===== PASSAGE PROVIDED =====

It is evident that being a sufferer of dyslexia can mean taking a huge amount of hard work, particularly when it comes to revising and doing homework. It is so important for parents of dyslexic children to be well prepared to help with their child’s learning needs and communicate their apprehensions with their teachers. Whilst no two individuals struggle with the same set of symptoms, most children with dyslexia must work harder than their peers to develop literacy skills. There are plenty of methods that every parent can put in place to support their child’s learning, below are some tips and strategies to do so.
Using time wisely
Time is a major factor of work, knowing how to wield in your child’s schedule means allocating extra hours for tasks that may take longer to complete with dyslexia. Children don’t all develop time management skills at the same rate, some may take longer to develop these skills, like planning ahead and staying on top of things.
- Extra-time: Making sure your child is given extra-time for exams, homework deadlines and whilst working at home is critical to ensure they can demonstrate their actual knowledge of a subject. This extra time will allow them to write more, as well as going over their answers to see if there is anything which needs to be edited or added to. A simple checking process for your child to learn is the C.O.P.S method for proofreading =
C: Capitals O: Overall appearance P: Punctuation S: Spelling.
- Breaking up work: Dividing up projects into smaller pieces will feel far less intimidating for your child. For example, if they are due to hand in a 1000-word essay in a weeks’ time, plan what little tasks they can do to work towards this I.e. first day: deciding on the essay topic and writing the introduction. Help support them whilst they get used to this structure, they will eventually feel comfortable and know which steps are necessary to take themselves when they are next assigned a piece of work or an essay.
- Preview reading: When receiving a new piece of work, read though it with your child to identify words they do not know the meaning of, or cannot pronounce. Talking through this material together will ensure they have a complete understanding of what is being asked of them to do and seem far less intimidating when beginning the task. You have a tremendous influence on your child’s attitude towards reading and writing. Remind them that everybody is good at something and, even though they may find reading and writing difficult, they have other strengths. Building their self-esteem plays a huge part in improving their confidence towards their schoolwork.

===== DATA TO EXAMINE =====

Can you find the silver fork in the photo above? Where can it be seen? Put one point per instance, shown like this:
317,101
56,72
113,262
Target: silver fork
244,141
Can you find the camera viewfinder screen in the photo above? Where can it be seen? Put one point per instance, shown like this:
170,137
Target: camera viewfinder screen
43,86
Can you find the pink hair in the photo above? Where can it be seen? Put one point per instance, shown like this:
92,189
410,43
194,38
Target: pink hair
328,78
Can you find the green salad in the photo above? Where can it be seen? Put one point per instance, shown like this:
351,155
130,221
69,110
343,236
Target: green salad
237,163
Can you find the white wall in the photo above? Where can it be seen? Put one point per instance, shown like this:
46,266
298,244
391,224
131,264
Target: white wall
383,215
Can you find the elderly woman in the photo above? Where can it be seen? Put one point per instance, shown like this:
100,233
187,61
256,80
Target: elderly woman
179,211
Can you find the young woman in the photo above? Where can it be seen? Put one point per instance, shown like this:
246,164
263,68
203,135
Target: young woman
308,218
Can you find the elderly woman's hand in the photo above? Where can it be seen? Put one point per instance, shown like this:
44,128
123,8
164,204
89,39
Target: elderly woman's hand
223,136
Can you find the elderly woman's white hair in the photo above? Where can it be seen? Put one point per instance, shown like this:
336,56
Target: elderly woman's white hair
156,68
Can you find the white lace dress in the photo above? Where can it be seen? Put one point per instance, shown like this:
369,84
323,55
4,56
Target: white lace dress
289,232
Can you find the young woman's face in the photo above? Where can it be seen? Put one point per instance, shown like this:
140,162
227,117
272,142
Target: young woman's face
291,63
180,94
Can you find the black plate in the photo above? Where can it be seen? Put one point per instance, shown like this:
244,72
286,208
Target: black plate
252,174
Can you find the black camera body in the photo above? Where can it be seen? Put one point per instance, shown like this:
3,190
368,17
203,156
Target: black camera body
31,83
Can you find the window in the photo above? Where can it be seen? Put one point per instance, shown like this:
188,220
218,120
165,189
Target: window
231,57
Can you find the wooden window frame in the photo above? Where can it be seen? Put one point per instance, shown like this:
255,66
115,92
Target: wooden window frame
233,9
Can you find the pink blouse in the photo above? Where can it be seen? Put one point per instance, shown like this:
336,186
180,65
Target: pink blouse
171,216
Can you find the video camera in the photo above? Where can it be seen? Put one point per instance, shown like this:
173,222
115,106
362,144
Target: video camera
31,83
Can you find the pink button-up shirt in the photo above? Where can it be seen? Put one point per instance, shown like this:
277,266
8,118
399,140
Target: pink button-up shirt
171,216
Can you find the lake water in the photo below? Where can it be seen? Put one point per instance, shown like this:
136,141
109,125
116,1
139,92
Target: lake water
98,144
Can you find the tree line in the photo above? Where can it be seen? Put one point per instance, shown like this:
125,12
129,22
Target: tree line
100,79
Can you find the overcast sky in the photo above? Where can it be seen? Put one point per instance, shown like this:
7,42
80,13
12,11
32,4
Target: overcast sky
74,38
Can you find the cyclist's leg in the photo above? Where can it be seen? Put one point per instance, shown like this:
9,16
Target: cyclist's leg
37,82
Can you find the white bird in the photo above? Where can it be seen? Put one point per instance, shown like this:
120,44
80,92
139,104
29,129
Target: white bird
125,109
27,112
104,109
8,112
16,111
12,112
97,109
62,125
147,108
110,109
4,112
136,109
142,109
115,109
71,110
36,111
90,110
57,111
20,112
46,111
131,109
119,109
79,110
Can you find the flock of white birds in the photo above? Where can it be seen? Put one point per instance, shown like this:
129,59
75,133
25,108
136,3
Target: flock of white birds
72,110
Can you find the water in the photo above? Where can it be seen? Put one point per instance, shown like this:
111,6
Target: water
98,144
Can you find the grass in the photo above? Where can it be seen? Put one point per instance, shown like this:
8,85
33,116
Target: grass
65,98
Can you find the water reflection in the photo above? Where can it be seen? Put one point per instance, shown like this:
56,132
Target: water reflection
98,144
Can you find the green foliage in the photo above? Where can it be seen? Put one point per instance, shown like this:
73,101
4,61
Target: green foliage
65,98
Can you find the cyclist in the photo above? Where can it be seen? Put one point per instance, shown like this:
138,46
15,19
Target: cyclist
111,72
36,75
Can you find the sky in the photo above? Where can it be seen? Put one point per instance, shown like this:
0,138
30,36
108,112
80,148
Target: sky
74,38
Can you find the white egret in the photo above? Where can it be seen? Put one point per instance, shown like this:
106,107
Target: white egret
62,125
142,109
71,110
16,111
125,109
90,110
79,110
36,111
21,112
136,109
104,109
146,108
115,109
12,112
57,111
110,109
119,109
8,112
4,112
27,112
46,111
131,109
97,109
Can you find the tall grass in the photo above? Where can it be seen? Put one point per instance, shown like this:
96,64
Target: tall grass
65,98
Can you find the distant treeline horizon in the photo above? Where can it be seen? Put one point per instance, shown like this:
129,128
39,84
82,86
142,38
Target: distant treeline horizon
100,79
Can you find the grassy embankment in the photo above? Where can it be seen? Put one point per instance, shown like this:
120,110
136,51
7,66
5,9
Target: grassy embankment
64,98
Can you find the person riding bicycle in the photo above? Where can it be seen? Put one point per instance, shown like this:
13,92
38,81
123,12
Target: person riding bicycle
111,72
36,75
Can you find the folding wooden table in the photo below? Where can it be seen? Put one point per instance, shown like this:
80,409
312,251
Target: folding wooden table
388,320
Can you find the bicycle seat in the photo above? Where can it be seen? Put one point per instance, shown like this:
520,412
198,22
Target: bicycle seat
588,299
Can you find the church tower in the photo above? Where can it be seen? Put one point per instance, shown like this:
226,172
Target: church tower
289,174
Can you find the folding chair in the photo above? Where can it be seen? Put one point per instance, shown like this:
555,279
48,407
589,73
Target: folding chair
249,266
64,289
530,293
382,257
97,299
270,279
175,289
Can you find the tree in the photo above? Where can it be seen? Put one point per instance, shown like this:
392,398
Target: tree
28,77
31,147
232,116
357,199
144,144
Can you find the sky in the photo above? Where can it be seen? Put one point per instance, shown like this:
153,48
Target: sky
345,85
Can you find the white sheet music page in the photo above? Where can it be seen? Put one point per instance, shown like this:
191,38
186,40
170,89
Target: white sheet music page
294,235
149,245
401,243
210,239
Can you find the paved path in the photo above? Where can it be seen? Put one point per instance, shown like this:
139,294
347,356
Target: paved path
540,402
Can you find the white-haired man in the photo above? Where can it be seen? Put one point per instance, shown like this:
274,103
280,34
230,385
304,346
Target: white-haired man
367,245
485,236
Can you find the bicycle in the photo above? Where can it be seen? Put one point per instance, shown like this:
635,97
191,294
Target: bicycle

=====

Answer these questions from the text on supporting children with dyslexia:
(a) In the C.O.P.S proofreading method, what does the letter O stand for?
(b) In the 1000-word essay example, what two things are planned for the first day?
(c) During preview reading, what two kinds of words should be identified with the child?
The records are separate material, unrelated to the text on supporting children with dyslexia.

> EXPECTED ANSWER:
(a) Overall appearance.
(b) Deciding on the essay topic and writing the introduction.
(c) Words the child does not know the meaning of, and words they cannot pronounce.